• _Instructions to follow_
Exactly as written, retype the listing below, omitting the pictures.

* start Entries provided *

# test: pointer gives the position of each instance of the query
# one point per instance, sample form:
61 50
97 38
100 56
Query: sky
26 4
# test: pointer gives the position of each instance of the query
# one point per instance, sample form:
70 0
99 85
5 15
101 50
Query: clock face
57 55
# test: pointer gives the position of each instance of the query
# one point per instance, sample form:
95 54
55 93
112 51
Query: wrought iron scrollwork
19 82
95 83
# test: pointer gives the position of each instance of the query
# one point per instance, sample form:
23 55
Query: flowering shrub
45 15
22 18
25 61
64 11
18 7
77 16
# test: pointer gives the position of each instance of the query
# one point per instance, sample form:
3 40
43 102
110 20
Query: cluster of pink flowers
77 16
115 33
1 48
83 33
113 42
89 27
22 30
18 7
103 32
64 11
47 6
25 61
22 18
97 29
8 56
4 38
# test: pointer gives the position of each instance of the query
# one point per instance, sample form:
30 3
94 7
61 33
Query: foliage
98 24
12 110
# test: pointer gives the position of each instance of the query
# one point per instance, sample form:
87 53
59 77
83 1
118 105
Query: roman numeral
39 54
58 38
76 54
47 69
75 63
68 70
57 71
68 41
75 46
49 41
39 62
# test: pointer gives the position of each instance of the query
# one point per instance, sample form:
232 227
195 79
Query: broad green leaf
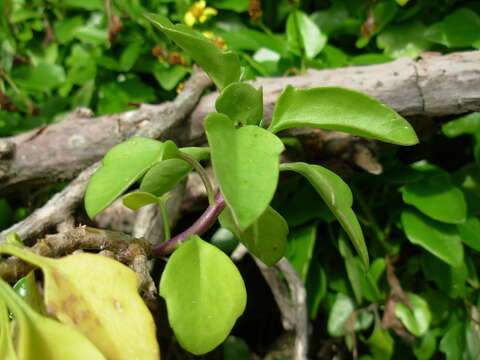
470 232
417 320
246 164
425 347
342 309
41 338
124 164
266 238
205 295
380 343
110 312
138 199
311 39
341 109
406 39
459 29
301 243
222 67
242 103
338 197
27 288
468 124
441 240
43 77
164 176
436 196
6 341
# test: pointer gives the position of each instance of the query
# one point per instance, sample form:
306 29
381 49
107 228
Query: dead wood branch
434 86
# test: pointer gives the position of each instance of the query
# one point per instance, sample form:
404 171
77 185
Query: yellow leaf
99 297
40 338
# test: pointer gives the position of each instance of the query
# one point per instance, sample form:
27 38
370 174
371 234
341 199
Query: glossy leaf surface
242 103
266 238
441 240
222 67
205 295
124 164
341 109
138 199
110 312
338 197
436 196
41 338
246 163
164 176
418 320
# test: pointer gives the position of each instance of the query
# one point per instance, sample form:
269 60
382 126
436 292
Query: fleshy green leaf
242 103
222 67
246 164
335 108
124 164
42 338
110 312
436 196
266 238
205 295
338 197
138 199
468 124
164 176
441 240
418 320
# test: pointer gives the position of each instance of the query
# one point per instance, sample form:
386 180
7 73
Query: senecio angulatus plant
203 289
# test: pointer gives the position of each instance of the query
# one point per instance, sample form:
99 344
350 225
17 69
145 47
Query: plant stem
203 175
202 224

* end Entries provided *

• _Answer to the task_
# test: pointer gives the position of each instance of the query
# one point per instance, sample form:
61 50
97 38
100 56
Query: sky
26 4
# test: pointer gives the position of each instance of the query
# one point per instance, sample form:
70 0
99 85
5 15
101 50
Query: clock face
57 55
# test: pointer gives the position of each instance of the query
# one point per instance, sample form:
95 54
55 93
112 51
Query: wrought iron scrollwork
19 82
95 83
# test: pointer gives the position of each instance of the query
# one point per instance, sample form:
23 55
Query: flowering shrub
45 15
22 18
25 61
64 11
18 7
77 16
# test: pointer gives the position of each instance of the query
# one point per instance, sample form:
3 40
43 102
110 20
Query: cluster of pink flowers
77 16
115 33
1 48
83 33
113 42
89 27
22 30
18 7
103 32
64 11
47 6
25 61
22 18
97 29
8 56
4 38
# test: pointer gives the position of each instance of the query
# one point per instance, sample form:
30 3
94 7
61 33
Query: foliage
98 24
12 110
# test: pointer gives the position of each instance of the query
# one point per instance, sample form:
87 53
59 77
83 1
118 105
Query: roman numeral
39 54
58 38
76 54
47 69
75 63
68 70
57 71
68 41
75 46
49 41
39 62
# test: pointer gives the position of each instance of the query
# one point per instance, sample form:
232 227
195 79
Query: broad green leaf
470 232
417 320
246 164
425 347
342 309
41 338
124 164
266 238
205 295
380 343
110 312
138 199
311 39
341 109
406 39
459 29
301 243
222 67
242 103
338 197
27 288
468 124
441 240
43 77
164 176
436 196
6 341
# test: pointer gives the position of each instance of the query
# one point per instance, sample form:
306 29
381 49
107 228
Query: dead wood branch
434 86
# test: pointer gives the position of each instance of the query
# one point per instance, sample form:
404 171
77 185
Query: yellow leaf
99 297
40 338
# test: pointer gives the position of each instance of the query
# one point per instance, sample form:
27 38
370 174
371 234
341 199
Query: glossy leaf surface
242 103
266 238
441 240
222 67
205 295
124 164
341 109
138 199
110 312
338 197
436 196
41 338
246 163
164 176
418 320
# test: pointer gives the position of each instance of the query
# one point per instance, sample form:
269 60
382 126
436 292
Query: fleshy green leaf
242 103
222 67
246 164
335 108
124 164
42 338
110 312
436 196
266 238
205 295
338 197
138 199
468 124
164 176
441 240
418 320
# test: pointer gives the position of each instance of the query
# one point per instance, sample form:
386 180
7 73
Query: senecio angulatus plant
203 289
# test: pointer gives the position of each instance of the query
# one point per instance, sample form:
99 344
350 225
17 69
145 47
Query: plant stem
203 175
202 224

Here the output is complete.